Document segment:

The optional request and response types in the interceptor context can only be accessed by interceptors that are run after specific points in the request/response lifecycle. Rather than go into depth in this RFC, I leave that to a future "Interceptors RFC."

How to implement this RFC

Integrating with the orchestrator

Imagine we have some sort of request signer. This signer doesn't refer to any orchestrator types. All it needs is a HeaderMap along with two strings, and will return a signature in string form.

struct Signer;

impl Signer {
    fn sign(headers: &http::HeaderMap, signing_name: &str, signing_region: &str) -> String {
        todo!()
    }
}

Now imagine things from the orchestrator's point of view. It requires something that implements an AuthOrchestrator which will be responsible for resolving the correct auth scheme, identity, and signer for an operation, as well as signing the request

pub trait AuthOrchestrator<Req>: Send + Sync + Debug {
    fn auth_request(&self, req: &mut Req, cfg: &ConfigBag) -> Result<(), BoxError>;
}

// And it calls that `AuthOrchestrator` like so:
fn invoke() {
    // code omitted for brevity

    // Get the request to be signed
    let tx_req_mut = ctx.tx_request_mut().expect("tx_request has been set");
    // Fetch the auth orchestrator from the bag
    let auth_orchestrator = cfg
        .get::<Box<dyn AuthOrchestrator<Req>>>()
        .ok_or("missing auth orchestrator")?;
    // Auth the request
    auth_orchestrator.auth_request(tx_req_mut, cfg)?;

    // code omitted for brevity
}

The specific implementation of the AuthOrchestrator is what brings these two things together:

struct Sigv4AuthOrchestrator;

impl AuthOrchestrator for Sigv4AuthOrchestrator {
    fn auth_request(&self, req: &mut http::Request<SdkBody>, cfg: &ConfigBag) -> Result<(), BoxError> {
        let signer = Signer;
        let signing_name = cfg.get::<SigningName>().ok_or(Error::MissingSigningName)?;
        let signing_region = cfg.get::<SigningRegion>().ok_or(Error::MissingSigningRegion)?;
        let headers = req.headers_mut();

        let signature = signer.sign(headers, signing_name, signing_region);
        match cfg.get::<SignatureLocation>() {
            Some(SignatureLocation::Query) => req.query.set("sig", signature),
            Some(SignatureLocation::Header) => req.headers_mut().insert("sig", signature),
            None => return Err(Error::MissingSignatureLocation),
        };

        Ok(())

Available data:
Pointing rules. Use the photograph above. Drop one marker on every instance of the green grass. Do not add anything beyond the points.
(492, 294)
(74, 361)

Requirements:
A. Please translate this sentence from the passage on auth orchestrator integration into Spanish: "This signer doesn't refer to any orchestrator types."
B. Pick up the passage on auth orchestrator integration from its final line and keep writing.

The answers:
A. Este firmante no hace referencia a ningún tipo del orquestador.

B.
    }
}

This intermediate code should be free from as much logic as possible. Whenever possible, we must maintain this encapsulation. Doing so will make the Orchestrator more flexible, maintainable, and understandable.

Layered configuration, stored in type maps

Type map: A data structure where stored values are keyed by their type. Hence, only one value can be stored for a given type.

See typemap, type-map, http::Extensions, and actix_http::Extensions for examples.

 let conf: ConfigBag = aws_config::from_env()
    // Configuration can be common to all smithy clients
    .with(RetryConfig::builder().disable_retries().build())
    // Or, protocol-specific
    .with(HttpClient::builder().build())
    // Or, AWS-specific
    .with(Region::from("us-east-1"))
    // Or, service-specific
    .with(S3Config::builder().force_path_style(false).build())
    .await;

let client = aws_sdk_s3::Client::new(&conf);

client.list_buckets()
    .customize()
    // Configuration can be set on operations as well as clients
    .with(HttpConfig::builder().conn(some_other_conn).build())
    .send()
    .await;

Setting configuration that will not be used wastes memory and can make debugging more difficult. Therefore, configuration defaults are only set when they're relevant. For example, if a smithy service doesn't support HTTP, then no HTTP client will be set.

What is "layered" configuration?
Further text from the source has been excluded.